[Opening Study text section]
We are headed down the wrong path

Written by 

To the Editor:

What has been happening in Washington is more than a catastrophe. Congress is allowing unshared economic growth and prolonged economic insecurity for millions. One in five North Carolinians live in poverty. One in four children live in poverty and hunger. Here, in Macon County, 65 percent of our students now qualify for free or reduced lunch. Medical costs have risen so much since Medicare lost the ability to contract pricing that people are having to do without critical medicines and treatments. By dismantling many of our support nets and antipoverty tools — like the earned income credits — and failure to invest in schools, our own legislature has added to the problem. Meanwhile, lawmakers in Washington seek to make deep and prolonged cuts in all vital safety net programs like Social Security, Medicare, Medicaid, preschools programs, and SNAP which work for those among us who fall into lower social economic levels.

Congress should reject federal budget policies that ask the poorest and most vulnerable to bear the greatest load in putting our fiscal house in order. Sequestration targets the smallest portion of the federal budget. Fiscal policies under President Obama are slowly pulling us out. Dismantling and attacking those will result in a return to more insecurity.

I have tremendous respect for FDR’s policies, which pulled our country out of a deepening depression (for more information, read Bulls, Bears and the Ballot Box by Deitrick and Goldfarb, a well-researched popular take on our presidents from Hoover to Obama). What we know doesn’t work — because it has been tried many times — is the trickledown effect; that we have to take care of big business so it will take care of us. Big business doesn’t care.
[Closing Study text section]
[Opening Records provided section]
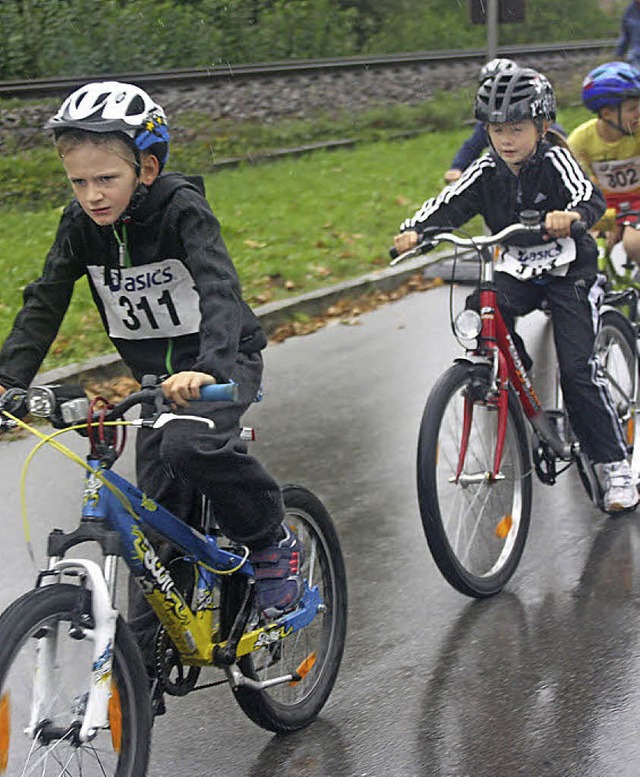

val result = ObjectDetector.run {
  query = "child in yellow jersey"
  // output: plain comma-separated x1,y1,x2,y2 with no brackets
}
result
568,62,640,266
[Closing Records provided section]
### Problem set
- a) List every safety net program that the letter about poverty and federal budget cuts says lawmakers in Washington want to cut deeply.
- b) Continue the letter about poverty and federal budget cuts from its last sentence.

### Per-task answers
- a) Social Security, Medicare, Medicaid, preschool programs, SNAP

- b)
My favorite historical periods are the decades of the 1920s and 1930s when Big Business and their leaders led the USA. No job security, lack of safety measures, low pay, little medical care, nothing for seniors or children — who were often made to work until they dropped — brought about a cohesion of workers which resulted in the unions and federal regulations to protect the citizens of the U.S. What we are seeing now is a dismantling of these processes and a return to job insecurity, lack of access to education and training, destruction of mandatory standards in all areas. What does work? Investment in infrastructure, small business, jobs, education. Small business may well be the salvation of our country until a broader scale approach is developed and followed.

If this continues, and we don’t work together to stop it, what will be our end? Fortunately or unfortunately, some among us are still doing OK and aren’t stepping up to speak about the inequities. They may not speak out, but they are talking. We have to work together. Many recognize the problems, but few speak out. It is time to be part of the solution, not the problem

Get involved in community affairs. Go to community meetings. Get to know the facts, not the media fantasies. We need to be educated, not entertained. Find a local problem for which you can offer a solution — join a committee; be a reading volunteer, especially in third-grade classrooms which now face a critical pass or fail test; help fund Hospice House; volunteer to deliver meals. The list is endless for current needs. Please get involved.